→ **Source extract**
╭──
My school district holds an “August Institute” every summer. It’s a chance for teachers to come back together and engage in professional development as they get ready for the new school year. This year I was asked to present a session on integrating math and science.

So I did.

I decided to build my session around a triple Venn diagram. One circle represents the Common Core Math Standards. The second circle represents science content. At the elementary level, our district supplies two hands-on units for each grade level. The units come in large boxes – called kits – and are shipped out to classrooms on a rotating basis. At the fourth grade, we teach Land and Water and Electric Circuits.

The third circle in my Venn diagram represents the Next Generation Science Standards. Since the NGSS are fairly new – at least in our district – I decided to focus on one particular aspect: the Crosscutting Concepts. These are the connections and intellectual tools that cut across all science content, such as patterns, cause and effect and energy and matter. As far as I’m concerned, they seem to offer the best way to start understanding these important new standards.

So that was the framework for my session: a triple Venn diagram representing the intersection of math standards, science content and the NGSS Crosscutting Concepts. My learning target was “collaborate on a lesson plan that integrates Common Core Math Standards, grade-level science content and the NGSS Crosscutting Concepts.”

I started off by having my participants (there were thirty of them) skim through the Crosscutting Concepts to see which one would lend itself best to integration with science. The hands-down favorite was number three: Scale, Proportion and Quantity:

In considering phenomena, it is critical to recognize what is relevant at different measures of size, time, and energy and to recognize how changes in scale, proportion, or quantity affect a system’s structure or performance.
╰──
Pointing records
╭──
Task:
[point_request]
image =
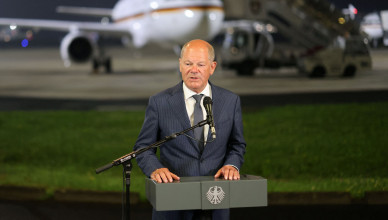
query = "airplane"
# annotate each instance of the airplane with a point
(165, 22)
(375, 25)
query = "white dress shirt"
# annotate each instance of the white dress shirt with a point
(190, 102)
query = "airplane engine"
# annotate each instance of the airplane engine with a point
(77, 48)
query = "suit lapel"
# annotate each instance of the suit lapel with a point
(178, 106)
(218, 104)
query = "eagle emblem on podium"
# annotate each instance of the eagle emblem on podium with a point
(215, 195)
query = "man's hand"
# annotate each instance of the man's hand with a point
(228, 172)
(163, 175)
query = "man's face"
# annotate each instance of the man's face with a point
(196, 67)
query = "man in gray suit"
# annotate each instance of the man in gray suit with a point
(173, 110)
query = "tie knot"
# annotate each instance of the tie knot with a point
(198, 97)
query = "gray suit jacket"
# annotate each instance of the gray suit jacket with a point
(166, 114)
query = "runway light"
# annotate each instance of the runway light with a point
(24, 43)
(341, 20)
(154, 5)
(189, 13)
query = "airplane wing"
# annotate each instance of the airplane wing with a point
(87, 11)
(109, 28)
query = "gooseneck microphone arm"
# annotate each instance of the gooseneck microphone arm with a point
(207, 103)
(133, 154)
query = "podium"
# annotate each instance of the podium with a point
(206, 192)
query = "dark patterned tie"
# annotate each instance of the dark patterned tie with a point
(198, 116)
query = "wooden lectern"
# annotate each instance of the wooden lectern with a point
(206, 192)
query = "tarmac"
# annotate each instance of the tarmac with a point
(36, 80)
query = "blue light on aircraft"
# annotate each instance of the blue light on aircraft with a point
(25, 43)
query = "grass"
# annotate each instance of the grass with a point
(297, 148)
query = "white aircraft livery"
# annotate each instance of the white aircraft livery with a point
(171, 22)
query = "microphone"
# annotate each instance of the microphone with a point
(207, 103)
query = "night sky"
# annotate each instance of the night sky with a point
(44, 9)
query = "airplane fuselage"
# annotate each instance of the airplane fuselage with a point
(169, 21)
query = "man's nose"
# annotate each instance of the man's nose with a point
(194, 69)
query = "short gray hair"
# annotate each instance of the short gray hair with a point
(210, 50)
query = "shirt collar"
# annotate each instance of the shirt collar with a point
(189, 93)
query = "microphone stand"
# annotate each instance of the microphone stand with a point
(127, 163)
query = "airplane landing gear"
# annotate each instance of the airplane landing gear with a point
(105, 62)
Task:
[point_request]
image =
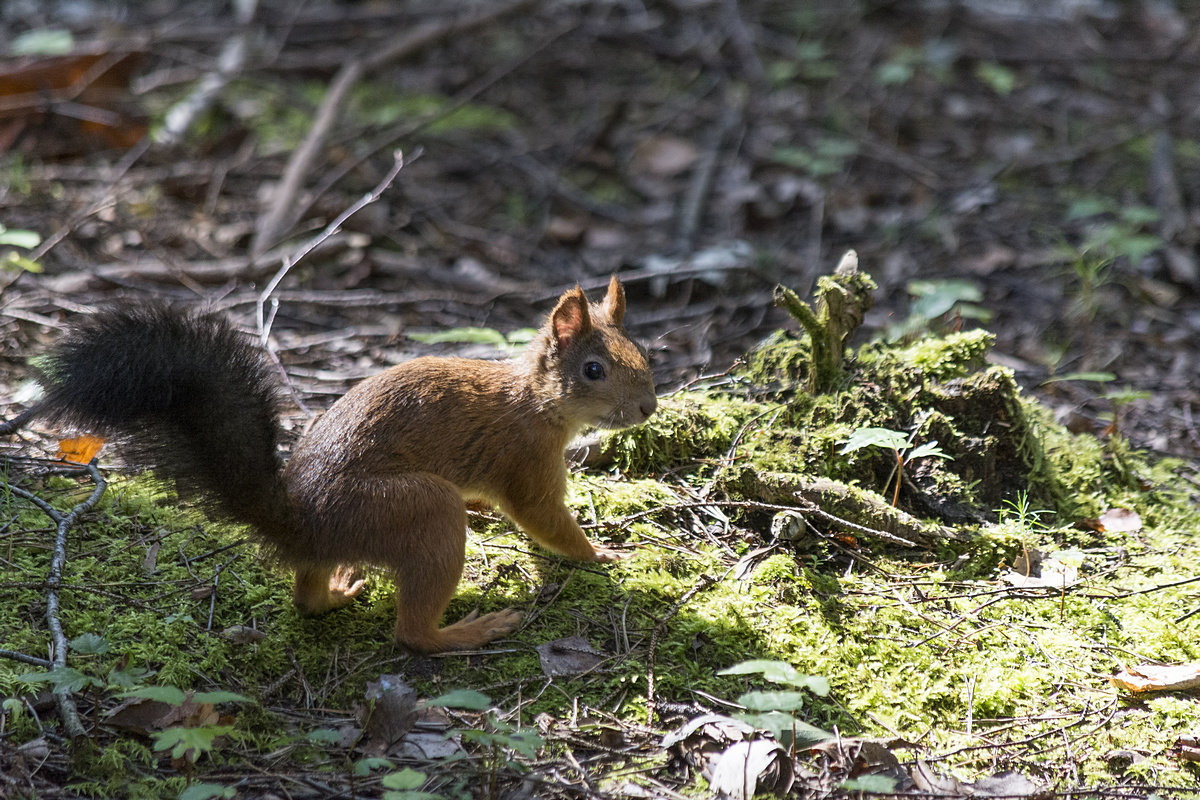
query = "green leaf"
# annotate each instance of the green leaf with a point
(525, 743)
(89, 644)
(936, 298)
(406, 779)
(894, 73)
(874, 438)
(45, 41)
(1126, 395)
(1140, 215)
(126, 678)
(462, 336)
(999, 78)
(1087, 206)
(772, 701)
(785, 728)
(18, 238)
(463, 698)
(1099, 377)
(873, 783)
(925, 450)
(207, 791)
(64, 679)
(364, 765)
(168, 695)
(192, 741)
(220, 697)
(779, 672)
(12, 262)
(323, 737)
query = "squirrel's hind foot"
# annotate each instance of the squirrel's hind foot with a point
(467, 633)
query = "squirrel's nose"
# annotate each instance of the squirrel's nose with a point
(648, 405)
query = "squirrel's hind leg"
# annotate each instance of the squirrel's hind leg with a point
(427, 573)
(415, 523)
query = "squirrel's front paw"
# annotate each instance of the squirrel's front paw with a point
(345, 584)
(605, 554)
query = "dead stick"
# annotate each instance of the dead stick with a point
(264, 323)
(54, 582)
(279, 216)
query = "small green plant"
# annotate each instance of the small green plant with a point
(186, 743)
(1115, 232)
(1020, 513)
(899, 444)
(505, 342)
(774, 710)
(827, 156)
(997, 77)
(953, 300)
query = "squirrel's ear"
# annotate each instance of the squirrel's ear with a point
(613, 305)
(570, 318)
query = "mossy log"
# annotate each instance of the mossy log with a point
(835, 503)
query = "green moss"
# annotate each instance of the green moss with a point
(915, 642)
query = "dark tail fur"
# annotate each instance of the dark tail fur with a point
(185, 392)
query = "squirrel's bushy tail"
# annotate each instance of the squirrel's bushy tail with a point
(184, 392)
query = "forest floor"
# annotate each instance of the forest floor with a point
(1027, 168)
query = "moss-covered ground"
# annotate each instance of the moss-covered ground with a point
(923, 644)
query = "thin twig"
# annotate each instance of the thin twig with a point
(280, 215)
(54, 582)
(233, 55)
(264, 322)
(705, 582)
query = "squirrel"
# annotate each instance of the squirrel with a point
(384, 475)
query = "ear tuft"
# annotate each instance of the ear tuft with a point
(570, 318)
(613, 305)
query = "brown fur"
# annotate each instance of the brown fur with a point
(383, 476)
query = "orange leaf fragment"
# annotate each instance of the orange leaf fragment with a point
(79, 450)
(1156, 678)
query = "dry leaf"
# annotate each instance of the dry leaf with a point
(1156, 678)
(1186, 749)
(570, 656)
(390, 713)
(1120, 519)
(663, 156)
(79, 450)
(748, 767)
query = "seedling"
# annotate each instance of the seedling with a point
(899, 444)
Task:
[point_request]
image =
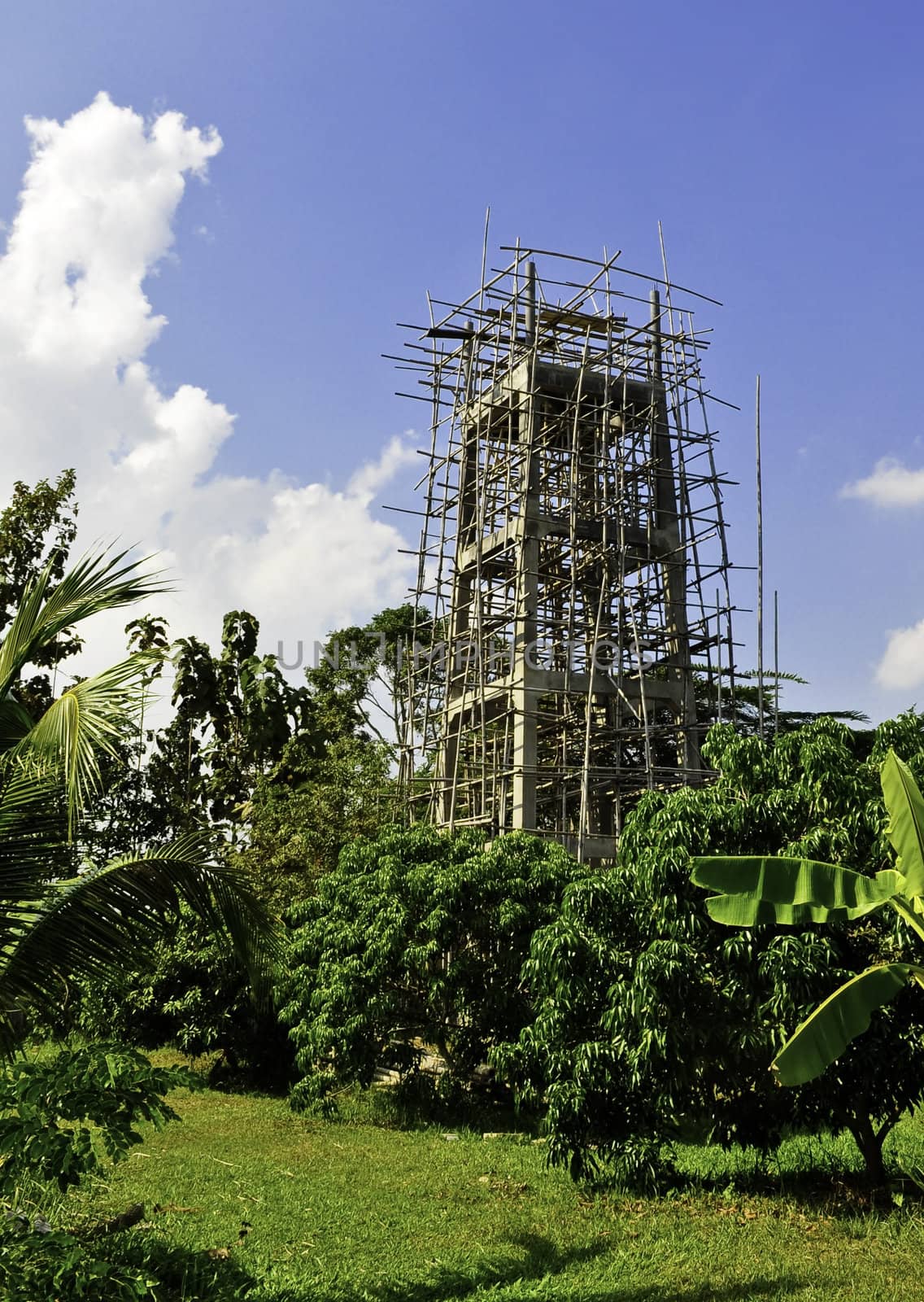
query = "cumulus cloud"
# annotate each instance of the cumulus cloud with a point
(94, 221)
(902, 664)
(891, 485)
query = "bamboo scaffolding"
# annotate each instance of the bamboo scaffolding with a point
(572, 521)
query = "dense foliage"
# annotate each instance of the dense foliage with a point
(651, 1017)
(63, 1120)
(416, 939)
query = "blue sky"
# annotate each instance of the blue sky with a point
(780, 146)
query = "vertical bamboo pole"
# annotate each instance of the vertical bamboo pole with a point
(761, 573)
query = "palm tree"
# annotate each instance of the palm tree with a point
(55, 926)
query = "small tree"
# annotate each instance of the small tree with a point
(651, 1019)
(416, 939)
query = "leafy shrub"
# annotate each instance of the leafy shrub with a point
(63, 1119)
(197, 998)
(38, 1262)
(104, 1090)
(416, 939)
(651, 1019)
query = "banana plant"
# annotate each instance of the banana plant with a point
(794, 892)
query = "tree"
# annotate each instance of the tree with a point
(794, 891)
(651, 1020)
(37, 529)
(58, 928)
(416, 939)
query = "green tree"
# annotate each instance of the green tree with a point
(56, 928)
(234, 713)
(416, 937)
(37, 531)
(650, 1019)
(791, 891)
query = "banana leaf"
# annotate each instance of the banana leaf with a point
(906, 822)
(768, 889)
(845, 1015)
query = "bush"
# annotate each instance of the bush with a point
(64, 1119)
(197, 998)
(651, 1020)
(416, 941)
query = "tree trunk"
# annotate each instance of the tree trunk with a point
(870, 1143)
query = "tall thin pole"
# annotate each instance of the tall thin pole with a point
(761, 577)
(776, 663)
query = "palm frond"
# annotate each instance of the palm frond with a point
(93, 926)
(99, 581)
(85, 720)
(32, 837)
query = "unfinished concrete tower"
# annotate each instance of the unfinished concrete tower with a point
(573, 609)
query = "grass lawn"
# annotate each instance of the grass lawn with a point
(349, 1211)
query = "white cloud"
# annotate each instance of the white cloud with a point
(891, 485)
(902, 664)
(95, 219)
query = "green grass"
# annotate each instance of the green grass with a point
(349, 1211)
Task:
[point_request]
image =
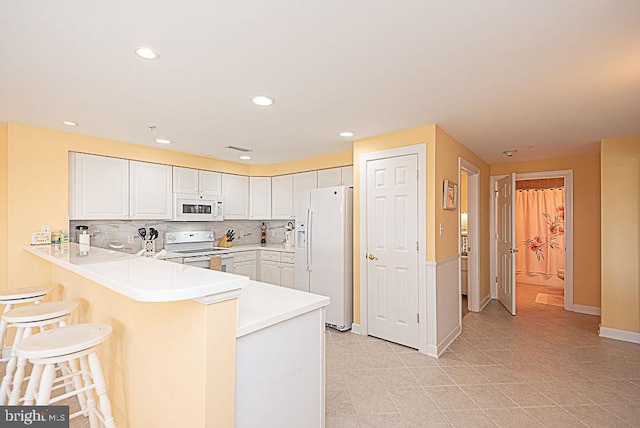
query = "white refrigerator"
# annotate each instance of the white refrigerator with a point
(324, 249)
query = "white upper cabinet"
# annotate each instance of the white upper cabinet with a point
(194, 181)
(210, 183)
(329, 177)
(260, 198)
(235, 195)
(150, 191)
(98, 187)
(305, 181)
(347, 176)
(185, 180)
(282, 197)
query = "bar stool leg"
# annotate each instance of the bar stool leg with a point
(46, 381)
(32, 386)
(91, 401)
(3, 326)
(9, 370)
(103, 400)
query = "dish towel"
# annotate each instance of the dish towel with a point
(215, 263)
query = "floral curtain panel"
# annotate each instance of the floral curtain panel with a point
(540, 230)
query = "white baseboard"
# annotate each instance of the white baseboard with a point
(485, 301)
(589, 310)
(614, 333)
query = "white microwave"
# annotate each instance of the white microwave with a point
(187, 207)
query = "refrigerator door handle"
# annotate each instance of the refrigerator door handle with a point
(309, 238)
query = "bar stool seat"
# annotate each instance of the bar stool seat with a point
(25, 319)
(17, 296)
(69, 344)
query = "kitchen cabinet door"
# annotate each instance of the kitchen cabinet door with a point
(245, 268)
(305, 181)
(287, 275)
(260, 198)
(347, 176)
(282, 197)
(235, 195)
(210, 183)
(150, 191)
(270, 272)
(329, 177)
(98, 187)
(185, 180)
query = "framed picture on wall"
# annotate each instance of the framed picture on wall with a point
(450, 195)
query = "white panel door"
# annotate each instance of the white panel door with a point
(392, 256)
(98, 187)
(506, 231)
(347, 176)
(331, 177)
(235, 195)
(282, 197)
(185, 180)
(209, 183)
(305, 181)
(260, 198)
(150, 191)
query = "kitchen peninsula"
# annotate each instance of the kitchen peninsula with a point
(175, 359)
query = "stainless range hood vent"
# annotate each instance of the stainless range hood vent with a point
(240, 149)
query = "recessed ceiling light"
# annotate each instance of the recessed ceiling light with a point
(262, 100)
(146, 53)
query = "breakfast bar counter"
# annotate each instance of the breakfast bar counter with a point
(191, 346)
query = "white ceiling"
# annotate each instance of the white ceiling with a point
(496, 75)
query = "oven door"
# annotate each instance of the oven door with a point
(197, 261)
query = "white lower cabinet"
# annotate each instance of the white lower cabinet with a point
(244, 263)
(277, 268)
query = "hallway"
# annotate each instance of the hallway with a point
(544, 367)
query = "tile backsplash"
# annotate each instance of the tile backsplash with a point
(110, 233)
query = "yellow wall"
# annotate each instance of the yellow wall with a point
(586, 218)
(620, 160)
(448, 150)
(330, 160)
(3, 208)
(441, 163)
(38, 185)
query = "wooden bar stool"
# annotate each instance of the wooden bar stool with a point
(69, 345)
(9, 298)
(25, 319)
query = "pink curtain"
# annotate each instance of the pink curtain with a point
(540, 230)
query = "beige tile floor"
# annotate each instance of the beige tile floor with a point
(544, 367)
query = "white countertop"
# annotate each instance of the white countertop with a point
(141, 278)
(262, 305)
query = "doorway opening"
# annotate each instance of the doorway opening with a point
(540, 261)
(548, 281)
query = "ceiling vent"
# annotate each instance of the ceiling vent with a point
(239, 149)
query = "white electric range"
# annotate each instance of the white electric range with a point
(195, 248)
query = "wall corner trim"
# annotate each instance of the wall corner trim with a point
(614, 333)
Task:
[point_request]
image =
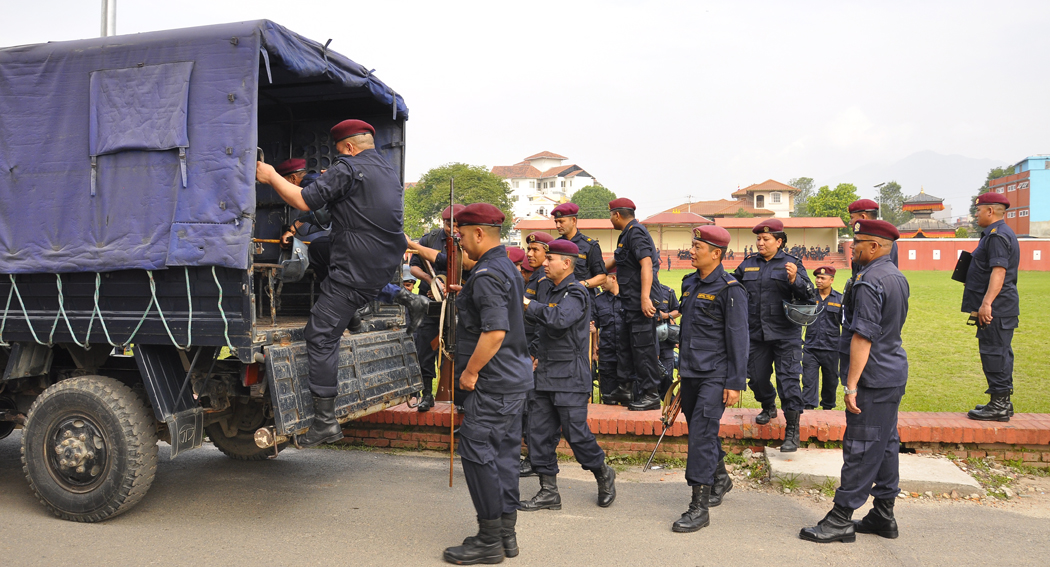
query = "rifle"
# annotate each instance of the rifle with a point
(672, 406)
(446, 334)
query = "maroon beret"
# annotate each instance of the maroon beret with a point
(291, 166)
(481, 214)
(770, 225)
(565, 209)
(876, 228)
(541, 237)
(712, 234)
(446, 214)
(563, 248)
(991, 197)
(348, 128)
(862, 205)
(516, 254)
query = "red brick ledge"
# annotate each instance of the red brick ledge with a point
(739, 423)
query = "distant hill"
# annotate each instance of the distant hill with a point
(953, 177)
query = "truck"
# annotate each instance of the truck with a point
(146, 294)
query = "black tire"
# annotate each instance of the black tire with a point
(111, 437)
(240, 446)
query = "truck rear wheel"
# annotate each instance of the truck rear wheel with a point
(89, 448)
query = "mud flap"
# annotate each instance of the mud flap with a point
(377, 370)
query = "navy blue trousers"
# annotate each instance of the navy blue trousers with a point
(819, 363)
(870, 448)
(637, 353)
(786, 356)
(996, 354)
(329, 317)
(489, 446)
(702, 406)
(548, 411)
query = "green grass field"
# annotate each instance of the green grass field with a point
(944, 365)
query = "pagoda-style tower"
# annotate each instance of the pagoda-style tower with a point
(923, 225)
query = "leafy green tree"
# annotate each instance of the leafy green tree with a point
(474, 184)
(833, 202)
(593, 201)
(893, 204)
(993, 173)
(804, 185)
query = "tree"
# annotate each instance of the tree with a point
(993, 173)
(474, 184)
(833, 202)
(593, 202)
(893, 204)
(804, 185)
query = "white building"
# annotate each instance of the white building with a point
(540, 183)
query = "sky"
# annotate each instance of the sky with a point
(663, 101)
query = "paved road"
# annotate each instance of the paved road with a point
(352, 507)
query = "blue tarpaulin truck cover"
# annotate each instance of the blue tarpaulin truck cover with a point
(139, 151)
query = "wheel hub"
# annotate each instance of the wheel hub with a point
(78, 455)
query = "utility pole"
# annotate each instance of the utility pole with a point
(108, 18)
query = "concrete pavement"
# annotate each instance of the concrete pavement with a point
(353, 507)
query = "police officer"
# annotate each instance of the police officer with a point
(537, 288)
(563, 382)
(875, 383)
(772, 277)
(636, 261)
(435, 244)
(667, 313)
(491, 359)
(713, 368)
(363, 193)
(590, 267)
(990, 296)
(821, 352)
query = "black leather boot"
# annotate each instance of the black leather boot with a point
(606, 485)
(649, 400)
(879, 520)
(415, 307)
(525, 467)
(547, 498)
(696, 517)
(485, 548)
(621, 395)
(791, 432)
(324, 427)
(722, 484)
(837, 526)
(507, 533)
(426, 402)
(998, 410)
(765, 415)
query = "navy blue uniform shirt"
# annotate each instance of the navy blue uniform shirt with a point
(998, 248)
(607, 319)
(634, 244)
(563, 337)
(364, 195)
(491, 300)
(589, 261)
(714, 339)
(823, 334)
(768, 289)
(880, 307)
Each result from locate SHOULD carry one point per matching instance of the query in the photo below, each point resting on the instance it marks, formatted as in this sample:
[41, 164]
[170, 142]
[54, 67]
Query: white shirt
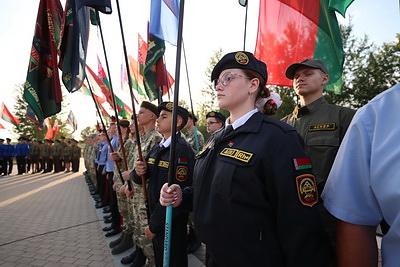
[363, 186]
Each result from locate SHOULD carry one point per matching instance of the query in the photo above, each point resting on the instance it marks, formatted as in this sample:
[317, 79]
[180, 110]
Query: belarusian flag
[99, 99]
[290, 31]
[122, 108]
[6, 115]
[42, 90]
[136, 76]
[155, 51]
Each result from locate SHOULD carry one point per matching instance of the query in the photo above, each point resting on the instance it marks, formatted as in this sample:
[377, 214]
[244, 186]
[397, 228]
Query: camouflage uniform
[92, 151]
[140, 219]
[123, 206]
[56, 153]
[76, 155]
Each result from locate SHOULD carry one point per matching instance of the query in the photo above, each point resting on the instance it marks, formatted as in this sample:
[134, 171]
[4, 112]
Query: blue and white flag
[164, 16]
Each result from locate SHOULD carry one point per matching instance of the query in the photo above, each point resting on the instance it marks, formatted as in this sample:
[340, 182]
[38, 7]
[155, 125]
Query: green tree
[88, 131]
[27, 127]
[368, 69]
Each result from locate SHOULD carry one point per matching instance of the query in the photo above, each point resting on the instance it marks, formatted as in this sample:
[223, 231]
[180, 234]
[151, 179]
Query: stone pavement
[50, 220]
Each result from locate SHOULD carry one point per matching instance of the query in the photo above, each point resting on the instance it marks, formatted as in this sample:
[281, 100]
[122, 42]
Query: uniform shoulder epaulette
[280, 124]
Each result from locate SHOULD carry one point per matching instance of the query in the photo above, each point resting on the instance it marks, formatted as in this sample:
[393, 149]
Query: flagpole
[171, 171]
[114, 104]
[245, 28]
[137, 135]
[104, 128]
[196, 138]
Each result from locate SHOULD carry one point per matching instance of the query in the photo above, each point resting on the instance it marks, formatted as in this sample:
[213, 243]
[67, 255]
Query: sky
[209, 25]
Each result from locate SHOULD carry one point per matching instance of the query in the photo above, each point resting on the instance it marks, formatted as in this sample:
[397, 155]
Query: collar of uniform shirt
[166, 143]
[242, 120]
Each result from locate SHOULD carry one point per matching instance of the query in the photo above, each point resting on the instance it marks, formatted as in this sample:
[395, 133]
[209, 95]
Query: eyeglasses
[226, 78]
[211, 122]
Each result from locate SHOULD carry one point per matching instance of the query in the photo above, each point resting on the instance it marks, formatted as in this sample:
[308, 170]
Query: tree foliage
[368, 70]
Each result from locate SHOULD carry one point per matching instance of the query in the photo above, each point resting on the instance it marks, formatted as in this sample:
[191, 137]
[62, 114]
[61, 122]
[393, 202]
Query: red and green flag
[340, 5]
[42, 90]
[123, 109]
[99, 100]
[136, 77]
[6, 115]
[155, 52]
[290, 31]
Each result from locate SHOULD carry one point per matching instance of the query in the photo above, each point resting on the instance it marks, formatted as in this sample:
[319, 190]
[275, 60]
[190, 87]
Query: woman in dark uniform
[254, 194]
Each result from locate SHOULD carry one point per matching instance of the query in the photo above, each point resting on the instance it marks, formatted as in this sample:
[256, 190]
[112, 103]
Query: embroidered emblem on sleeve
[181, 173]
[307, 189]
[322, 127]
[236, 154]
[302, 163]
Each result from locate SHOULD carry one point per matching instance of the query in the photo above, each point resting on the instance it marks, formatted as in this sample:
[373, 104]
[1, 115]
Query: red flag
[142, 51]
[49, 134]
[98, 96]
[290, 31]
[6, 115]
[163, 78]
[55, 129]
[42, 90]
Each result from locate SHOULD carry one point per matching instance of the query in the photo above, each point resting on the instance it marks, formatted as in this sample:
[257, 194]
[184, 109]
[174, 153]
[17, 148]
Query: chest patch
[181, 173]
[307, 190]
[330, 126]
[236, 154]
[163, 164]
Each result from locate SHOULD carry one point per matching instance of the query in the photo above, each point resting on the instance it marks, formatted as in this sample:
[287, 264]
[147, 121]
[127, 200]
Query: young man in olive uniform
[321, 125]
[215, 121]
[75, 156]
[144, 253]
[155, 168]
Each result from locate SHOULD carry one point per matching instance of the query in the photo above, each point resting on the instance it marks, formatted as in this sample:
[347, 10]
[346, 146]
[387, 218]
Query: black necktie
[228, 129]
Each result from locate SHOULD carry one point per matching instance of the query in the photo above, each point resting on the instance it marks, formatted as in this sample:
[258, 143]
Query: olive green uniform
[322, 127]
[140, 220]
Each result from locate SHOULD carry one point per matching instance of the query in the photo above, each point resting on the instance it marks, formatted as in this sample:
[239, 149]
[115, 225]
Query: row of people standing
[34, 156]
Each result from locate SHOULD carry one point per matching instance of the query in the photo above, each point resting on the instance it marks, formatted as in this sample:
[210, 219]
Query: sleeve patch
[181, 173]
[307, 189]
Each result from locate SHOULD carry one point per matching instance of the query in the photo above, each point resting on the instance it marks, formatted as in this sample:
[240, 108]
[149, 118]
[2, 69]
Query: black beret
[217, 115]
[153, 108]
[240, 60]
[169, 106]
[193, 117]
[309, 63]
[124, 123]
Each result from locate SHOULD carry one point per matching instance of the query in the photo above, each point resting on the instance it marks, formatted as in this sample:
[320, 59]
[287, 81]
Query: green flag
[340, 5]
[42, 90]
╰──
→ **Work instructions**
1) In the August Institute account above, list what each circle of the triple Venn diagram represents.
2) Extend the August Institute account from its last sentence.

→ **Answers per task**
1)
- The Common Core Math Standards
- Science content
- The Next Generation Science Standards

2)
I gave my people ten minutes to read and process Crosscutting Concept #3 in its entirety. Then I had them get into grade-level groups to discuss the science content at their grade level in order to determine which unit and which specific learning activity would be ripe for this integrated lesson. The fourth grade team, for example, pick the Land and Water unit and focused on an activity where students build a stream model and compare the erosion and runoff when the model is tipped at two different angles.

The next part of the session involved digging through the CCSS to find an appropriate math standard to address. The fourth grade team picked CCSS.MATH.CONTENT.4.MD.C.7:

Recognize angle measure as additive. When an angle is decomposed into non-overlapping parts, the angle measure of the whole is the sum of the angle measures of the parts. Solve addition and subtraction problems to find unknown angles on a diagram in real world and mathematical problems, e.g., by using an equation with a symbol for the unknown angle measure.

Essentially this group wrote a lesson in which the students compared the two stream angles, but added the task of measuring the two different angles. Normally, the directions call on students to create the slope by placing a text book under one end of the little tub, and then make it steeper by adding a second book. These teachers decided to have them make a five degree angle with the first book and raise it to ten degrees with the second books; a small tweak, perhaps, but entirely appropriate if the goal is to integrate math standards as well as Crosscutting Concept #3.

For the remaining 45 minutes, each group wrote their lesson, followed by a little sharing.

It was a successful session; not the last word on integration of math, science content and NGSS, but an important first step on a long, important process.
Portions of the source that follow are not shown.